→ Problem to solve
The answer must consist solely of the lines from the one containing "Find every instance" through the last line of the records below, repeated exactly, with all pictures omitted.
=-=-=-=-=
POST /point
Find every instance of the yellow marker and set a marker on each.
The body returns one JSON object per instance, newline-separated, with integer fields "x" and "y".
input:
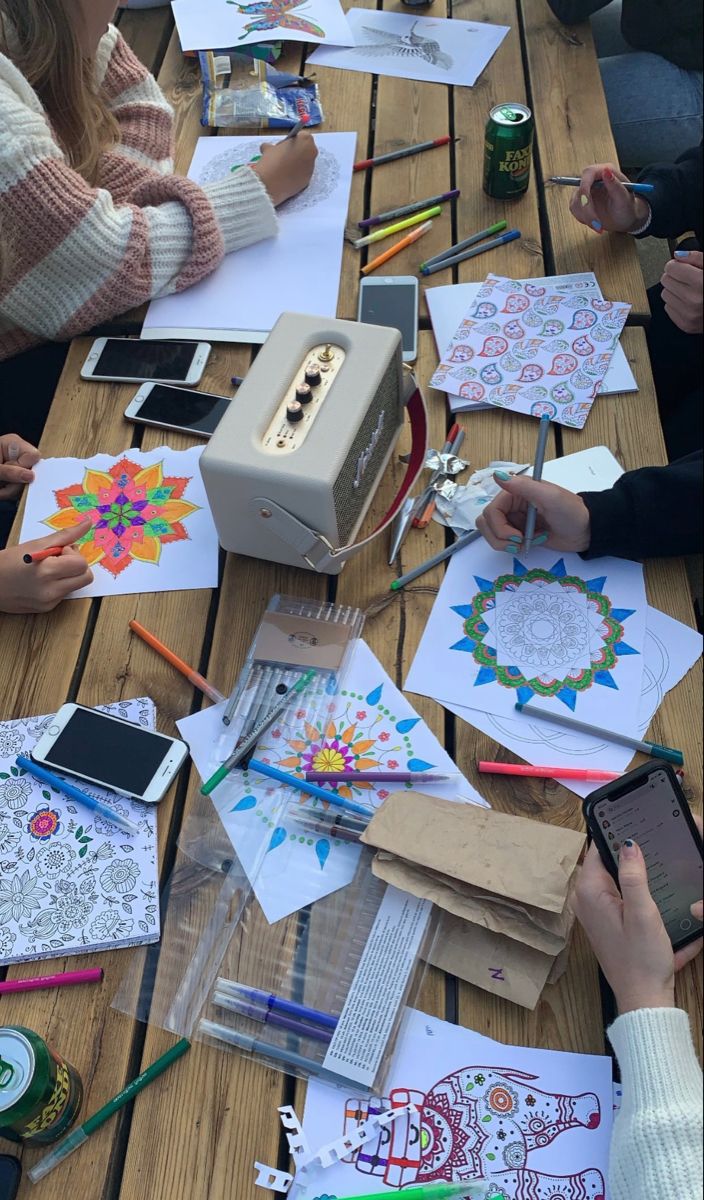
{"x": 417, "y": 217}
=-=-=-=-=
→ Problem solution
Find every instance of the yellow marker and set a marker on each.
The body returns one JSON object per instance, newline-separated, with integer fields "x" and "y".
input:
{"x": 417, "y": 217}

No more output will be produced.